**TEXT BLOCK:**
Category Archives: MPEG-7

MPEG-7 Colour: Dominant Colour Descriptor

This post deals with another prominent image / video descriptor – Colour. The Dominant Colour Descriptor of the MPEG-7 is quite a useful tool for “query by example” applications. As the name indicates, the most dominant colour in the image is presented. The colour is tuned to be as close as possible to the original.

The main use can be for image retrieval. This colour and maybe amount could be used as a “feature” of the image, and then compared with the rest of the images to check for similarity. Also there are other descriptors like the colour structure descriptor, colour layout descriptor, and the basic histograms. Combined with these, an effective feature can be formed and used for the required application.

Firstly, the standard uses the CIE L*a*b colour space. This is because the Euclidean distances are more perceptual in this domain rather than the conventional RGB. (i.e. some distance X in RGB may not change the colour equally in all directions). The MPEG-7 standard suggests the so-called top-down technique. In this strategy, we first obtain one dominant colour, as the centroid of all pixels in the image.

Annotation entries with bounding boxes:
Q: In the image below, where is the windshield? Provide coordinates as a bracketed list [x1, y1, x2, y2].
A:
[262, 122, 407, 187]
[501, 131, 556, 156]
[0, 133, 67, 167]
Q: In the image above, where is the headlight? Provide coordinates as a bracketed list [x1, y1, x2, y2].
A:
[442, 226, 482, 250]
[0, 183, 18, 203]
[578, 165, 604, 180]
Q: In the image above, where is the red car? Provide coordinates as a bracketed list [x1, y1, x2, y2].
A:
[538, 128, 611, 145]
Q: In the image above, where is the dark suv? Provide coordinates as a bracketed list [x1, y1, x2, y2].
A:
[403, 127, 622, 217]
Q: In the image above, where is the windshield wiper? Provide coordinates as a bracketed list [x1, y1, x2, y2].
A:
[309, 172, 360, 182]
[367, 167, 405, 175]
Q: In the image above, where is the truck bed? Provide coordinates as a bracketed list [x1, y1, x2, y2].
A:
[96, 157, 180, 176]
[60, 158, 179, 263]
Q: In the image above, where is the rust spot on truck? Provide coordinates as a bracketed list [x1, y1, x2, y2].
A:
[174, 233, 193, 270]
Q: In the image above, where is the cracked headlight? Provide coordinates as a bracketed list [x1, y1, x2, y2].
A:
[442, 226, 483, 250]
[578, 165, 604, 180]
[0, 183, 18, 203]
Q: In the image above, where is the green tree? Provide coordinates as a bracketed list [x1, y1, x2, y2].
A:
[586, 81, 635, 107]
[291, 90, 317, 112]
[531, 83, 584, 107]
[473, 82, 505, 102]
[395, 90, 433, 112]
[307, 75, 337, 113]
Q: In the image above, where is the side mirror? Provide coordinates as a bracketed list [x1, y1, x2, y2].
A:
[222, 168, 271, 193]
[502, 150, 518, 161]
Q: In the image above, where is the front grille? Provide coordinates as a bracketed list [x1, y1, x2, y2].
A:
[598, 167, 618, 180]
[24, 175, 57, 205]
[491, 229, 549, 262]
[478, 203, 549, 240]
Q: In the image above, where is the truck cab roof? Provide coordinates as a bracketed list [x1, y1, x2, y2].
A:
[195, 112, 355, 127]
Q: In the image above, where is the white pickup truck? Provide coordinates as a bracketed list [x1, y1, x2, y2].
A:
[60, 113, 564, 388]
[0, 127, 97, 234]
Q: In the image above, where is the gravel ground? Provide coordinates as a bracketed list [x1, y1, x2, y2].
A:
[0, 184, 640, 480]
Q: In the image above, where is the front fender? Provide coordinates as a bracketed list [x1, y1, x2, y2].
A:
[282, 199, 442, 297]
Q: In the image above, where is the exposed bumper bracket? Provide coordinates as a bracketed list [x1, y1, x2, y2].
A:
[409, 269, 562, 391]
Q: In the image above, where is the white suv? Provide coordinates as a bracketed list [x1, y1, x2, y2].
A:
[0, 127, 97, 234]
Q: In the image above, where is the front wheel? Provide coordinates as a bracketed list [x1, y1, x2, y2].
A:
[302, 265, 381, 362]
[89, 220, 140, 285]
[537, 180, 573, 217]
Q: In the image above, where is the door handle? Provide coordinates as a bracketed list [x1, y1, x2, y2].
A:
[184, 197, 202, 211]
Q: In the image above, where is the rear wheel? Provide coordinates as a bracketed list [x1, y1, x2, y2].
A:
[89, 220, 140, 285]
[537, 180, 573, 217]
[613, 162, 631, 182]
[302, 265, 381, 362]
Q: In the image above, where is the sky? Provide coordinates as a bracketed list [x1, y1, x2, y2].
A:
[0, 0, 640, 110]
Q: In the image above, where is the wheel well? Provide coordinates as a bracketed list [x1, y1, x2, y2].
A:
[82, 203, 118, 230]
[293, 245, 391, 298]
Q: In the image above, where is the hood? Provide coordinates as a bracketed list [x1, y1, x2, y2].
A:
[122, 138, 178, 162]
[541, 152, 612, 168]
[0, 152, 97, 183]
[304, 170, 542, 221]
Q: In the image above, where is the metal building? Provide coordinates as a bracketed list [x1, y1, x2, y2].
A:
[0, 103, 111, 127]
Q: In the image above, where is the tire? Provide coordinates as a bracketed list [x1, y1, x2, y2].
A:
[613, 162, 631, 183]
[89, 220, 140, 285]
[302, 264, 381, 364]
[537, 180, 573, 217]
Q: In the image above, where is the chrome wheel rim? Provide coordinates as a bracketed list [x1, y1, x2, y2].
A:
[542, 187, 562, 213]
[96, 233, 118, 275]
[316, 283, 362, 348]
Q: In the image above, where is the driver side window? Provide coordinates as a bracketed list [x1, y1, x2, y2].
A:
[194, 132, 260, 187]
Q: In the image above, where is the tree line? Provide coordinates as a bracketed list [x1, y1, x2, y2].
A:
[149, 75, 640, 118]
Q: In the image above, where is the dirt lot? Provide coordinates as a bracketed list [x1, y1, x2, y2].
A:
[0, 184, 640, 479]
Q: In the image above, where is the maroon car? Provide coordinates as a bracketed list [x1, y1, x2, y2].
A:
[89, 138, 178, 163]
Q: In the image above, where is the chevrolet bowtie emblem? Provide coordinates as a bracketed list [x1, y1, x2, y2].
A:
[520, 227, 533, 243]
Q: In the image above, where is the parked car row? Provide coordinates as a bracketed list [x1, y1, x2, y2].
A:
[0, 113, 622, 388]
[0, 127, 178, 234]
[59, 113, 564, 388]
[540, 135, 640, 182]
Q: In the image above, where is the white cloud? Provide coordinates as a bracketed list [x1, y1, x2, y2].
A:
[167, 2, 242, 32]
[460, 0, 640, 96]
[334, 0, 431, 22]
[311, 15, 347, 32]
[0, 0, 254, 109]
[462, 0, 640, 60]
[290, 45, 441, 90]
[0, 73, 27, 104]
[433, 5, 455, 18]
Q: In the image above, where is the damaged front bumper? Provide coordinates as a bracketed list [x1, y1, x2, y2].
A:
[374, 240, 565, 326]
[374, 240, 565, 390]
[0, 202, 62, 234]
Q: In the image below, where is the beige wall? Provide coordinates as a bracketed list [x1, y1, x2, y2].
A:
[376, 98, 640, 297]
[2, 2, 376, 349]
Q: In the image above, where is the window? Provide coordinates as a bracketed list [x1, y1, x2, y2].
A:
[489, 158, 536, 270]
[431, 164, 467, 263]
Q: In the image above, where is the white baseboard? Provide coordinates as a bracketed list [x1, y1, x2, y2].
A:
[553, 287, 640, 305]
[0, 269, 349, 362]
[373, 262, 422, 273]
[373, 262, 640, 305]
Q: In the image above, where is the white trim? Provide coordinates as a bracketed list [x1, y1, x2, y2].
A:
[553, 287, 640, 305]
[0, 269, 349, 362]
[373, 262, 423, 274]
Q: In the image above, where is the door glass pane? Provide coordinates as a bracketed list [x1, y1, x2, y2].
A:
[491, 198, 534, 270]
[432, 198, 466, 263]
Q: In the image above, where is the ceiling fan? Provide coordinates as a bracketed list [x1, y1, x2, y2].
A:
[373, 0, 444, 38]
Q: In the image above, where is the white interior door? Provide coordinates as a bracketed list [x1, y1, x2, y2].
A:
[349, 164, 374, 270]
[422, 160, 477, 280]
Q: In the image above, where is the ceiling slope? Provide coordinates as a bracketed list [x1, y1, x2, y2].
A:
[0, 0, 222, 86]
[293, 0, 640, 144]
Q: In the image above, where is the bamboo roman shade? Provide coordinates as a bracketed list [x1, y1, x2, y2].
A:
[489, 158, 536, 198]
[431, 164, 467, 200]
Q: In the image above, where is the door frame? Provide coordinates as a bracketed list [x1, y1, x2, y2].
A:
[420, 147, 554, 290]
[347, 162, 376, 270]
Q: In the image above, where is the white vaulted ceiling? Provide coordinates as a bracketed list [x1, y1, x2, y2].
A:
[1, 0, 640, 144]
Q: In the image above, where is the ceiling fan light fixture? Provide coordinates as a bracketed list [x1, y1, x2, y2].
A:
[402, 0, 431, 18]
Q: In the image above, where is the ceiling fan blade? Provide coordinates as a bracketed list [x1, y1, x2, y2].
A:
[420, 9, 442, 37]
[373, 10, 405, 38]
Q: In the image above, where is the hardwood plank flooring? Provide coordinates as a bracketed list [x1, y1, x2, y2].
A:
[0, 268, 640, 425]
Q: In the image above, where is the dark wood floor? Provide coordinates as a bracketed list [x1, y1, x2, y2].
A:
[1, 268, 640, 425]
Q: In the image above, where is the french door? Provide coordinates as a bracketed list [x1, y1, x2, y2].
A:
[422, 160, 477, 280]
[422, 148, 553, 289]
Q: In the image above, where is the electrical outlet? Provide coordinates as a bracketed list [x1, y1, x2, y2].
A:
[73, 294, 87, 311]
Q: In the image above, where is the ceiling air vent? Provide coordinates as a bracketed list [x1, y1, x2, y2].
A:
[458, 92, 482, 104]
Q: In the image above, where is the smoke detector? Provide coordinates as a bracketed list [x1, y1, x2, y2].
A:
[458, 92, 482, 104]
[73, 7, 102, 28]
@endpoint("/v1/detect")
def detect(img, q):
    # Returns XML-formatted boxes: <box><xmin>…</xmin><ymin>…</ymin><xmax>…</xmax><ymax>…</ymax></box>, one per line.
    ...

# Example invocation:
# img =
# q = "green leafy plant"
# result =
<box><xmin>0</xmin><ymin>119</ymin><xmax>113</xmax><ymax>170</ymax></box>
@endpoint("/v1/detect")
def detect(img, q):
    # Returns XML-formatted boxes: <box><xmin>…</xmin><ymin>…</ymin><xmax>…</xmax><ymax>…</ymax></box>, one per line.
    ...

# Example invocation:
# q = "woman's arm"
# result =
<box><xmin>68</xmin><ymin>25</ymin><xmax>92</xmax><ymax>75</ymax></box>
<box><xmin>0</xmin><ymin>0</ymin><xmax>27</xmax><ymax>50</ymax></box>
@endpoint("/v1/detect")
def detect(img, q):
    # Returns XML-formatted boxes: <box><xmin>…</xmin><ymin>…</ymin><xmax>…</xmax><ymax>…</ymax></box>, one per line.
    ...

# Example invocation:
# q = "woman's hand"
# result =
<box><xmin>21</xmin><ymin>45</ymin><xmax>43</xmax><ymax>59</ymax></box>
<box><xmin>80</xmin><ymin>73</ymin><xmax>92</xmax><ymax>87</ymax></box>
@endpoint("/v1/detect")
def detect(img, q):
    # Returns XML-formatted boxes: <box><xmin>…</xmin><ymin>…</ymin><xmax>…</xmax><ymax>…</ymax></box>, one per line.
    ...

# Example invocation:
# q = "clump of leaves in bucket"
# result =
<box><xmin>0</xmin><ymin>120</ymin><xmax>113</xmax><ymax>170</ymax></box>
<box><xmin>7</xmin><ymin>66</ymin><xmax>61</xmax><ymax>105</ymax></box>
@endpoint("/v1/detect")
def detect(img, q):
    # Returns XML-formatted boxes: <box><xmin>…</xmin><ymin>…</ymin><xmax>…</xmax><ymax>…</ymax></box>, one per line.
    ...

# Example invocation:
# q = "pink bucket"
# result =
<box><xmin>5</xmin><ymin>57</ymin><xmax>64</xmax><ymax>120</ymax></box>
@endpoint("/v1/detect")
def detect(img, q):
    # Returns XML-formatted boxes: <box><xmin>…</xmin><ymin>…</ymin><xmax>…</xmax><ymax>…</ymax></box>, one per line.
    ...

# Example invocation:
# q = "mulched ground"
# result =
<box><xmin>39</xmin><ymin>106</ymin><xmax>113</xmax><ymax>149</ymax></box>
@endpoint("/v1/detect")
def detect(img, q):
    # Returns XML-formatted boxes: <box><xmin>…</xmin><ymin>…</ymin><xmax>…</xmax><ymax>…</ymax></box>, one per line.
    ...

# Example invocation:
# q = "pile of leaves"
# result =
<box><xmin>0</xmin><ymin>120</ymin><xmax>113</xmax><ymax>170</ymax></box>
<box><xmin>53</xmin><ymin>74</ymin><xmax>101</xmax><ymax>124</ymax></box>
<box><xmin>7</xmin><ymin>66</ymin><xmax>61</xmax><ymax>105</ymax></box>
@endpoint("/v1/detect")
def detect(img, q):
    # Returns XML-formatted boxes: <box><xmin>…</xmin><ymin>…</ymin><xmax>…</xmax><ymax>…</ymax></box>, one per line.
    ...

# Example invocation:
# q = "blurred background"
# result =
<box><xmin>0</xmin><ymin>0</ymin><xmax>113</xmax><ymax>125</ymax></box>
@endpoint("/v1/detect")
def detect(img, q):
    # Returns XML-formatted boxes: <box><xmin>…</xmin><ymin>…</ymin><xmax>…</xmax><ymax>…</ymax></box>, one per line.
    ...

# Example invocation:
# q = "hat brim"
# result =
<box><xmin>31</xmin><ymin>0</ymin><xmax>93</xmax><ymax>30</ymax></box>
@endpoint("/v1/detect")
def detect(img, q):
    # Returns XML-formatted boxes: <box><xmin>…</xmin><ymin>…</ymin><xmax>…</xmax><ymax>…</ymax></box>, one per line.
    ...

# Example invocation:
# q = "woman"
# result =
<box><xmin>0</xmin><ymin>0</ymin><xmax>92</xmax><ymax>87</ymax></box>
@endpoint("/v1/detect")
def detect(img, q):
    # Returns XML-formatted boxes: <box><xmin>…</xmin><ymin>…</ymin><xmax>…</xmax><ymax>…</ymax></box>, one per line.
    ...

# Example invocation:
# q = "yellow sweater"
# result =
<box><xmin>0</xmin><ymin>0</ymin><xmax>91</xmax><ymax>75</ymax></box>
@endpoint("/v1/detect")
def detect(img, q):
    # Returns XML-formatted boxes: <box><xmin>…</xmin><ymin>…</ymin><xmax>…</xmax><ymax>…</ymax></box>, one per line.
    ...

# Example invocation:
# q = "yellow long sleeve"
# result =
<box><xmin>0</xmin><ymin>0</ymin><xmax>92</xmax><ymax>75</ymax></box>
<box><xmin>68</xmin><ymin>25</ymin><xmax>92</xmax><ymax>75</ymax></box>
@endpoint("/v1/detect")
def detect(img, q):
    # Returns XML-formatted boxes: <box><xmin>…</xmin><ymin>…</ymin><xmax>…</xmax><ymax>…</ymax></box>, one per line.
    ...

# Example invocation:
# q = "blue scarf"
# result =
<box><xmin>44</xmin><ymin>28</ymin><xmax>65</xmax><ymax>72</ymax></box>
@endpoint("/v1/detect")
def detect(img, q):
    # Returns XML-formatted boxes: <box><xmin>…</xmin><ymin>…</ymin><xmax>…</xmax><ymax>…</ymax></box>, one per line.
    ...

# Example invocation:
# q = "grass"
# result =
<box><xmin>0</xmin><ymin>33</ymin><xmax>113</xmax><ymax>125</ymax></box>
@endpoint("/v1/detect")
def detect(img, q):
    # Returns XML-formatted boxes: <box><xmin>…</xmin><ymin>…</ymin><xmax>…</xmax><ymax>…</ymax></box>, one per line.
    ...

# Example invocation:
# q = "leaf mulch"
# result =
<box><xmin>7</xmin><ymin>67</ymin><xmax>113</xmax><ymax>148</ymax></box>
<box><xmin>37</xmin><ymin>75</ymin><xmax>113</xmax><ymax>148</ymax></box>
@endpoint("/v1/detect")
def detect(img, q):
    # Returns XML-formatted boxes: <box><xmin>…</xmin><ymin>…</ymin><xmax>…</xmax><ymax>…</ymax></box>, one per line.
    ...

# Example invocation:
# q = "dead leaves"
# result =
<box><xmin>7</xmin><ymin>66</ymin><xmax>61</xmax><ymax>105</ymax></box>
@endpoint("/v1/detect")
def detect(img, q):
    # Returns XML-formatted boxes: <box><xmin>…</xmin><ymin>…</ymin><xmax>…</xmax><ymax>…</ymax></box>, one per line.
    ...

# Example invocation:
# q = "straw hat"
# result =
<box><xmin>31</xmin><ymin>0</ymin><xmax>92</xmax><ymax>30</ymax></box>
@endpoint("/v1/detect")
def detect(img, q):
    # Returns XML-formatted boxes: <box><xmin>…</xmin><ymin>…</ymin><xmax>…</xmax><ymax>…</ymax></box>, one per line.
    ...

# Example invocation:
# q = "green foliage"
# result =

**DIRECTIVE:**
Output the MPEG-7 colour text word for word, from "The main use" to "in the image.". Rely only on the MPEG-7 colour text and not on the listing.

**OUTPUT FOR THIS TASK:**
The main use can be for image retrieval. This colour and maybe amount could be used as a “feature” of the image, and then compared with the rest of the images to check for similarity. Also there are other descriptors like the colour structure descriptor, colour layout descriptor, and the basic histograms. Combined with these, an effective feature can be formed and used for the required application.

Firstly, the standard uses the CIE L*a*b colour space. This is because the Euclidean distances are more perceptual in this domain rather than the conventional RGB. (i.e. some distance X in RGB may not change the colour equally in all directions). The MPEG-7 standard suggests the so-called top-down technique. In this strategy, we first obtain one dominant colour, as the centroid of all pixels in the image.